Digital Humanities Workbench


Home page > Data collection > Corpus compilation

Compiling a corpus

Compiling a text corpus is a time consuming task. It is therefore recommended that you make use of existing corpus material, if that's possible. See the faculty corpus overview for an overview of the corpora available to staff and students in our faculty.

If available text corpora contain no useful data for a research project, it may be necessary to build your own corpus, which is known as a DIY or Do-It-Yourself corpus. When compiling a DIY corpus, you should consider the following points.

Collecting material

  • Your research objectives and/or research questions should be clear before compiling the corpus, because these determine what material you have to collect.
  • The internet can, of course, be an important source for collecting all kinds of textual material, but it is important that you know (and make note of) the origin of every text you have in your corpus. Unfortunately, it is not always easy to find this information, so, if possible, it is preferable to make use of more predefined digital text collections, such as, for example, LexisNexis Academic, which is available as an e-resource through the UB VU.
  • Many texts that you find on the internet will have to be converted from HTML, Word, or pdf format to standard text files, before you can explore them with software such as WordSmith or AntConc. See the section called 'Preparing material' below.
  • If you do look for texts on the Internet, there are certain tools that can help you to efficiently search for texts on specific topics. One example is WebBootCat (free trial account for 30 days).
  • Because of copyright constraints, it is usually not permitted to freely distribute a DIY corpus. This confirms the importance of keeping good records of the sources of your texts.
  • The texts for the corpus have to be collected in a systematic way, under controlled conditions, and in such a way that the corpus is an adequate representation of the text type/text genre that is to be studied. Important concepts are balance, representativeness, and sample (see McEnery, Xiao & Tono (2006) - reference below).
  • The ideal size of the corpus depends on the frequency and distribution of the linguistic characteristics that you want to investigate.
NB. The last two points of interest are essential if your research has a quantitative component, and you want to draw statistical conclusions from the corpus.

Dataset excerpt

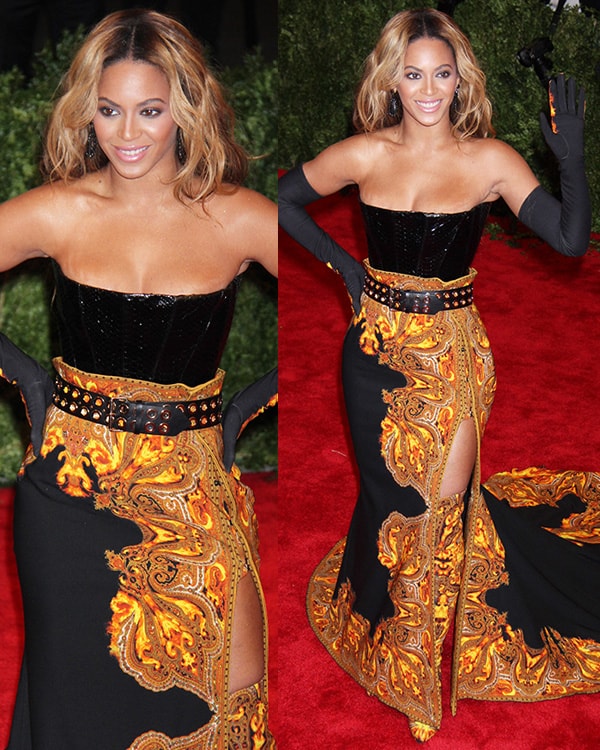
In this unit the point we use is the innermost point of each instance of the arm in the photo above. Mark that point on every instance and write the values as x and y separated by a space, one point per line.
34 383
294 193
566 224
244 406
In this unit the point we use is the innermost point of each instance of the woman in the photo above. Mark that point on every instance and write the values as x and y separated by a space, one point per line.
136 547
426 545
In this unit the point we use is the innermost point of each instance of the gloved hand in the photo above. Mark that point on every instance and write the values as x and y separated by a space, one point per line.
244 406
564 132
294 193
34 383
564 224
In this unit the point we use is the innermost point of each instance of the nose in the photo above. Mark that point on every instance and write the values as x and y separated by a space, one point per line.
428 84
129 128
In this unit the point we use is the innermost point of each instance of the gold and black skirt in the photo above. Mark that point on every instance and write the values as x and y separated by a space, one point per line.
130 548
413 562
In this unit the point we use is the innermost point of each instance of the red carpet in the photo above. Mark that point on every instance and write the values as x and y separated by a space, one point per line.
542 314
11 641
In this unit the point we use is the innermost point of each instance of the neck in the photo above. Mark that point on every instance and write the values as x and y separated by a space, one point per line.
432 138
150 189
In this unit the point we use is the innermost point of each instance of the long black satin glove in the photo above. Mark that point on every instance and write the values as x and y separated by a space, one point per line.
294 193
244 406
564 224
34 383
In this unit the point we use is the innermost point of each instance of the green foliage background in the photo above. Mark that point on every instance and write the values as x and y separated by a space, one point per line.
25 291
323 44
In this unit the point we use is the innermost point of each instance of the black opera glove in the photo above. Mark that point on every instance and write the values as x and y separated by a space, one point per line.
294 193
564 132
34 383
244 406
564 224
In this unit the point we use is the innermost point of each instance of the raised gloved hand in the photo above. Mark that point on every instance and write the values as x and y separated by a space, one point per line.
564 224
34 383
564 132
244 406
294 193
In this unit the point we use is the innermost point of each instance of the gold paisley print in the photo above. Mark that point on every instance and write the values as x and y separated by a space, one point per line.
171 617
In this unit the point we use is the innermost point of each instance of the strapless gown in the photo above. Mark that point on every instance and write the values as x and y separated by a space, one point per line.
130 546
514 565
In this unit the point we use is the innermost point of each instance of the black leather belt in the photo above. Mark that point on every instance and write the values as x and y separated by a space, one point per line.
425 302
148 417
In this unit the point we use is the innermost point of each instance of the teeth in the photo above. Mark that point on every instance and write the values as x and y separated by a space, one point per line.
132 152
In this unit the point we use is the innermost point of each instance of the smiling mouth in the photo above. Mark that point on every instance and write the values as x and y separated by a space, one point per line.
429 105
132 153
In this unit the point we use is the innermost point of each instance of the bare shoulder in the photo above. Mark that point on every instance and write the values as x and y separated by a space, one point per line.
506 172
248 221
240 206
493 152
343 163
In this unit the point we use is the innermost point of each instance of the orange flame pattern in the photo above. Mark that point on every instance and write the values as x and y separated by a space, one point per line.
171 618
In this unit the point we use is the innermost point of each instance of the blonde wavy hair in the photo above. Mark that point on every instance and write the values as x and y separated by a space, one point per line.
472 115
197 104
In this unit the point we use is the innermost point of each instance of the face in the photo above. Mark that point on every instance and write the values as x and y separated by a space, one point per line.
428 83
133 122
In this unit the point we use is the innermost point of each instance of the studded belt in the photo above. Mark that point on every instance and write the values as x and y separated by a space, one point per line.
148 417
427 302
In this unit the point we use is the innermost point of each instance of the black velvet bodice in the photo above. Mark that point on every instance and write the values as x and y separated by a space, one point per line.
423 244
155 337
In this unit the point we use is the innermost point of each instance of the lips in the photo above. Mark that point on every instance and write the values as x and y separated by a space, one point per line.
431 106
131 154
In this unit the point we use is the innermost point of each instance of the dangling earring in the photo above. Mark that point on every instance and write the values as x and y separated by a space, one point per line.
92 142
455 101
394 105
180 148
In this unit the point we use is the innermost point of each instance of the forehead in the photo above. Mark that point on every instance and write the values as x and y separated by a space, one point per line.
133 79
427 52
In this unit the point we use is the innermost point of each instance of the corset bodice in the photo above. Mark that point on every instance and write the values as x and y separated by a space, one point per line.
155 337
423 244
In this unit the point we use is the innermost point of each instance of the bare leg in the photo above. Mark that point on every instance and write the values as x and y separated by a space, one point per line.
448 554
247 650
461 460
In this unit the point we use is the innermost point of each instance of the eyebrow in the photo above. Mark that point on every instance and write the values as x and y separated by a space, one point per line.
145 103
439 67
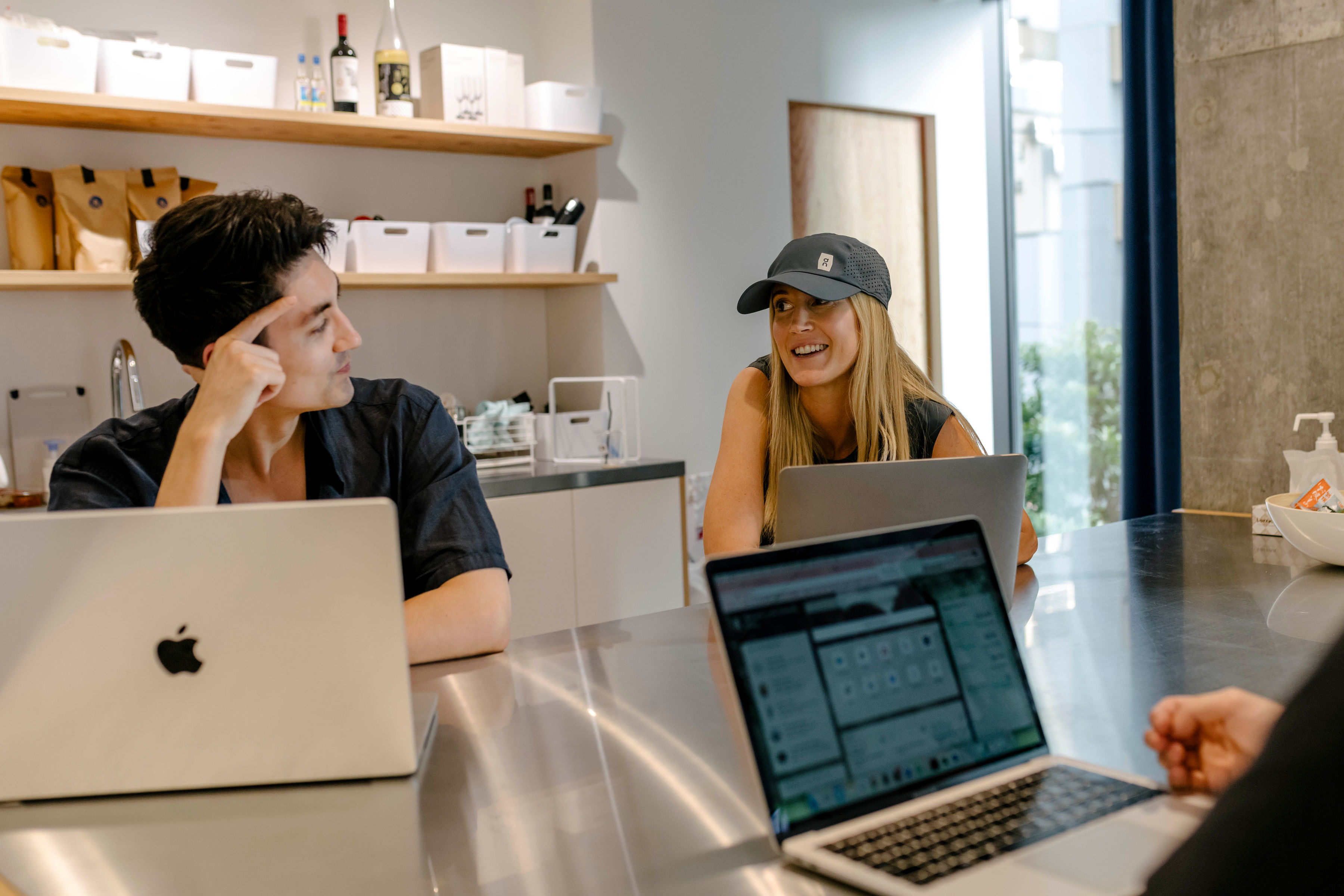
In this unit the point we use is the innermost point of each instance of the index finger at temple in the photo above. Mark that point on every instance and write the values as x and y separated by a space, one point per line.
252 326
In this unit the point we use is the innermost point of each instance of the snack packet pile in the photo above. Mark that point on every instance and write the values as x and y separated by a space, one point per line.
1323 498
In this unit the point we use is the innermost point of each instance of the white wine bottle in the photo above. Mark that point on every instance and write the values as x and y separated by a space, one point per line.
393 61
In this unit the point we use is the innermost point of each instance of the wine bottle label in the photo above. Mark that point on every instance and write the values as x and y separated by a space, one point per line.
345 80
394 81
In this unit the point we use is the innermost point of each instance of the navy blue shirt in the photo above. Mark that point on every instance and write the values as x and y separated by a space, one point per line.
393 440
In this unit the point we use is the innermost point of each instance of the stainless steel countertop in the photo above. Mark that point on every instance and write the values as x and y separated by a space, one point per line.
604 759
548 476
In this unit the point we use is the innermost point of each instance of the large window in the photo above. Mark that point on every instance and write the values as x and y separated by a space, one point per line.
1068 160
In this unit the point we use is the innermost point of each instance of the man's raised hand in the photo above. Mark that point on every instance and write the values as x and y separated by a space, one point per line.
239 377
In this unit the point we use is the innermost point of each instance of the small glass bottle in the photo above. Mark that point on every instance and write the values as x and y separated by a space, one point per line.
318 88
303 88
393 62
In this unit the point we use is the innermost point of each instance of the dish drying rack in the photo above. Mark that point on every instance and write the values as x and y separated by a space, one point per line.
501 441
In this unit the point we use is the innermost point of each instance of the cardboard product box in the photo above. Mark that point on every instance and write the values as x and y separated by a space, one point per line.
517 92
454 84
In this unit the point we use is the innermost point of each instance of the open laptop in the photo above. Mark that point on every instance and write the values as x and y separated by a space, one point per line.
835 499
174 649
896 734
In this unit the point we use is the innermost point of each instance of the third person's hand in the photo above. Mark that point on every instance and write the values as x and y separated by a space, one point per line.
1207 741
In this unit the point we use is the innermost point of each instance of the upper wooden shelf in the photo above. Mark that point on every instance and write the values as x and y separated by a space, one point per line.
85 281
240 123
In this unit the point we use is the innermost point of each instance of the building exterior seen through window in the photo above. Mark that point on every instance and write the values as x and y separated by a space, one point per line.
1068 162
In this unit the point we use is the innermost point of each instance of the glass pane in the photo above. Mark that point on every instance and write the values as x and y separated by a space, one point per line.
1064 60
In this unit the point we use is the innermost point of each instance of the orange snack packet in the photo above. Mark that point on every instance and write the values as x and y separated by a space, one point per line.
1315 496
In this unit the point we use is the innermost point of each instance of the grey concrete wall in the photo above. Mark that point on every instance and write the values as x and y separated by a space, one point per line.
1260 134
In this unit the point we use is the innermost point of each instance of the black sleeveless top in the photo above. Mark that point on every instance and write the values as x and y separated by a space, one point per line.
924 421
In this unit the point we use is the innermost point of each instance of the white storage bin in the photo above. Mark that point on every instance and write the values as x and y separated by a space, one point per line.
47 61
146 70
233 78
466 249
541 249
389 246
558 107
339 245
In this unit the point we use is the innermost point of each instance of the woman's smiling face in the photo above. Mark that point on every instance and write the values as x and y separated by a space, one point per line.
818 340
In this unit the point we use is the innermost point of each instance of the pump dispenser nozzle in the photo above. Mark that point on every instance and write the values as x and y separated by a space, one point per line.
1326 441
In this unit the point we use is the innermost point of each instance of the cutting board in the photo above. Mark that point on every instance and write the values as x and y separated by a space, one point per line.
38 414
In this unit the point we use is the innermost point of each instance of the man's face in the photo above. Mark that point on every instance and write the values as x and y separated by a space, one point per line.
314 342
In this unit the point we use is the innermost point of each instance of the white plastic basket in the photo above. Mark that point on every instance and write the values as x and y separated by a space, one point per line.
501 441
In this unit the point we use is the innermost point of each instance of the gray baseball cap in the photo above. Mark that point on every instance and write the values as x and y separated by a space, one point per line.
828 267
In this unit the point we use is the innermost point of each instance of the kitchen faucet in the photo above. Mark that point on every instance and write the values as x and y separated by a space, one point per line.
124 359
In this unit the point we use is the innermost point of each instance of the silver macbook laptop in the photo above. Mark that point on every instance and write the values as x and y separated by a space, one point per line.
838 499
174 649
897 738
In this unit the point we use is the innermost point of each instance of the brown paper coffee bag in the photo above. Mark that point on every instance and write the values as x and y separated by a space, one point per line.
193 187
150 194
93 224
29 217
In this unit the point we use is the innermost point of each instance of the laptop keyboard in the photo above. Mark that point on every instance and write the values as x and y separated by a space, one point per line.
949 839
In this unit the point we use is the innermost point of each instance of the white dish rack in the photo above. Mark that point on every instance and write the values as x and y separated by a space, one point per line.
501 441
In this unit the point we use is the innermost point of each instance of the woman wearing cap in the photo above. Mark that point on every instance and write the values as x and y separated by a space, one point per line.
846 393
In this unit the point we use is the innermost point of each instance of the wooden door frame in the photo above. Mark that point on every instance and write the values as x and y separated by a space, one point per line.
933 307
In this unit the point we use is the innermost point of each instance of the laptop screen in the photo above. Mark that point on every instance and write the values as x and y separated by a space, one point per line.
871 668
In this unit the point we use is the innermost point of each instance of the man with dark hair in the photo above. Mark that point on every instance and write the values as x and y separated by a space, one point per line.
236 288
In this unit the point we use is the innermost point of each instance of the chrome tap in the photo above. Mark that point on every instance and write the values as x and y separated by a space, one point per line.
124 361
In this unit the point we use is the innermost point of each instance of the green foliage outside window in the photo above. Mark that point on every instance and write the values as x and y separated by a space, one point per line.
1084 364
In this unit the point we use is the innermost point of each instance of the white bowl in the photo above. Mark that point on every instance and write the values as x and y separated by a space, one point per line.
1317 535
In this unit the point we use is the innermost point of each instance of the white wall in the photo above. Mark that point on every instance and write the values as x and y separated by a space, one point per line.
696 193
477 344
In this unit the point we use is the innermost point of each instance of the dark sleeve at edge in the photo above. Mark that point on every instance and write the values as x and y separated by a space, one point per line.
1277 828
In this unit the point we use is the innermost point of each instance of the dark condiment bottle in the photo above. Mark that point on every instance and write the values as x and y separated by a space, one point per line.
548 210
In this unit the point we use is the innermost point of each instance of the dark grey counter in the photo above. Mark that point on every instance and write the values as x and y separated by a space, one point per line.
608 761
544 476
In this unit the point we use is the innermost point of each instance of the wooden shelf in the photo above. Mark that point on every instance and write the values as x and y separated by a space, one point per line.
239 123
87 281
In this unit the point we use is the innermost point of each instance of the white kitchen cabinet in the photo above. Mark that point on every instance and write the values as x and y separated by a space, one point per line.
538 536
592 554
628 550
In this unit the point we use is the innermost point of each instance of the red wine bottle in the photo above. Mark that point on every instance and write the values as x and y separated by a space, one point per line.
345 72
548 210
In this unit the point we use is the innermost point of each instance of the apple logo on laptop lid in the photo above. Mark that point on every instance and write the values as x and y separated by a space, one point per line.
179 656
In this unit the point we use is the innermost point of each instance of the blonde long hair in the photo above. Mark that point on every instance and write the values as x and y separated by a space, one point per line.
882 381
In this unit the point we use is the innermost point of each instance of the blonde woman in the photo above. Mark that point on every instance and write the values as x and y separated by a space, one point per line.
835 389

PROMPT A: Decide whether each statement agrees with the text on compiling a corpus, answering yes or no and quoting the words from that text that settle it: (i) Using existing corpus material is recommended when possible. (ii) A DIY corpus can usually be distributed freely. (iii) WebBootCat offers a free trial account for 60 days.
PROMPT B: Write the next part of the text on compiling a corpus, starting after its final sentence.
The rows have no connection to the text on compiling a corpus.

RIGHT ANSWER A:
(i) Yes: "It is therefore recommended that you make use of existing corpus material, if that's possible."
(ii) No: "Because of copyright constraints, it is usually not permitted to freely distribute a DIY corpus."
(iii) No: "free trial account for 30 days"

RIGHT ANSWER B:
Preparing material

If you have collected textual material for compiling a corpus yourself, it is often necessary to prepare the material for further investigation. This can consist of the following activities:
  • Converting the text format of the collected material. A lot of software used for the further processing and/or analysis of the corpus can't handle every text type and file format. Concordance programmes such as WordSmith and AntConc, for example, cannot search Word and pdf files. These will first have to be converted into ASCII text files (which often have the suffix .txt).
  • For texts from websites: removing HTML tags and other non-text elements of the web text (such as javaScript and php code). There are several freeware programs available for this purpose, usually called HTML strippers. One program you can use is Notetab, a freeware text editor.
  • Ensuring that all collected documents use a uniform character set. This is necessary if the material comes from various sources.
  • In many cases, information about aspects such as origin and structure will need to be added to the corpus. This is referred to as markup. It will also be necessary to enhance the content of the corpus through annotation. Although these tasks can partially be performed (semi-) automatically, it is usually still a time consuming process. For more information, see the pages about annotation and formal annotation.

If you have recorded spoken language for your DIY corpus, it is usually necessary to transcribe it first, before subjecting it to further analysis. Adequate automatic transcription (by means of automatic speech recognition) is not yet possible, so transcription must usually be done by hand. There are, however, several tools available to support this task. For more information, see the page about transcription of speech.

More information

McEnery, T. Xiao, R. & Tono, Y. (2006) Corpus-based language studies: an advanced resource book, New York: Routledge.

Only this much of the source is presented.